- [TEXT EXTRACT]
## BEGIN
1. Cobalt 27 Capital (TSXV:KBLT)

Current price: C$4.27; year-to-date gain: 17.89 percent

Cobalt 27 Capital is a battery metals streaming company offering exposure to metals integral to key technologies in the EV and energy storage markets. The company owns 2,905.7 tonnes of physical cobalt and a 32.6 percent cobalt stream on Vale’s (NYSE:VALE) Voisey’s Bay mine,‎ beginning in 2021.

Cobalt 27 is also undertaking a friendly acquisition of Highlands Pacific (ASX:HIG), which is expected to add increased attributable nickel and cobalt production from the Ramu mine.

“An emerging diversified barometer of the entire EV sector, a portfolio of royalties and battery metal streaming assets provide lower technical and financial risk than stand-alone projects,” said Eight Capital.

2. Nemaska Lithium (TSX:NMX)

Current price: C$0.64; year-to-date gain: -12.33 percent

Nemaska Lithium is engaged in the exploration and development of hard rock lithium properties and the related processing of spodumene into lithium compounds.
## END
- [WHAT IS ASKED]
a - Answer these questions using the battery metals stock text:
(i) How many tonnes of physical cobalt does Cobalt 27 Capital own?
(ii) Which mine is expected to add nickel and cobalt production through the Highlands Pacific acquisition?
(iii) What year-to-date gain is listed for Nemaska Lithium?
b - Reproduce the battery metals stock text word for word, from "2. Nemaska Lithium" up to and including "into lithium compounds.".

- [GIVEN DATA]
## BEGIN
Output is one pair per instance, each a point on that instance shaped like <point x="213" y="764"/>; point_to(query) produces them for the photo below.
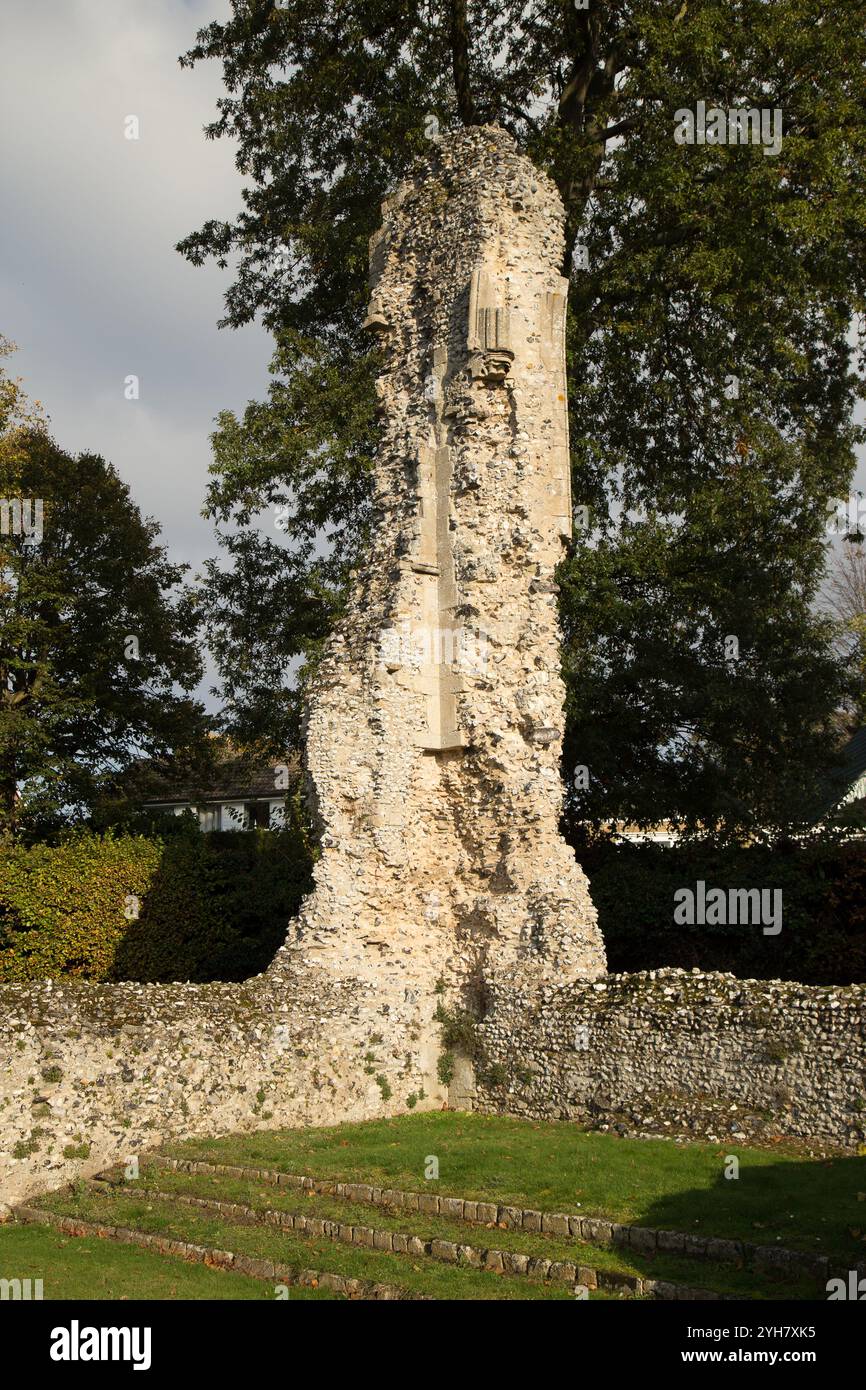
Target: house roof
<point x="231" y="779"/>
<point x="840" y="780"/>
## END
- [COMPLETE ANSWERS]
a -
(i) 2,905.7 tonnes
(ii) The Ramu mine
(iii) -12.33 percent

b -
2. Nemaska Lithium (TSX:NMX)

Current price: C$0.64; year-to-date gain: -12.33 percent

Nemaska Lithium is engaged in the exploration and development of hard rock lithium properties and the related processing of spodumene into lithium compounds.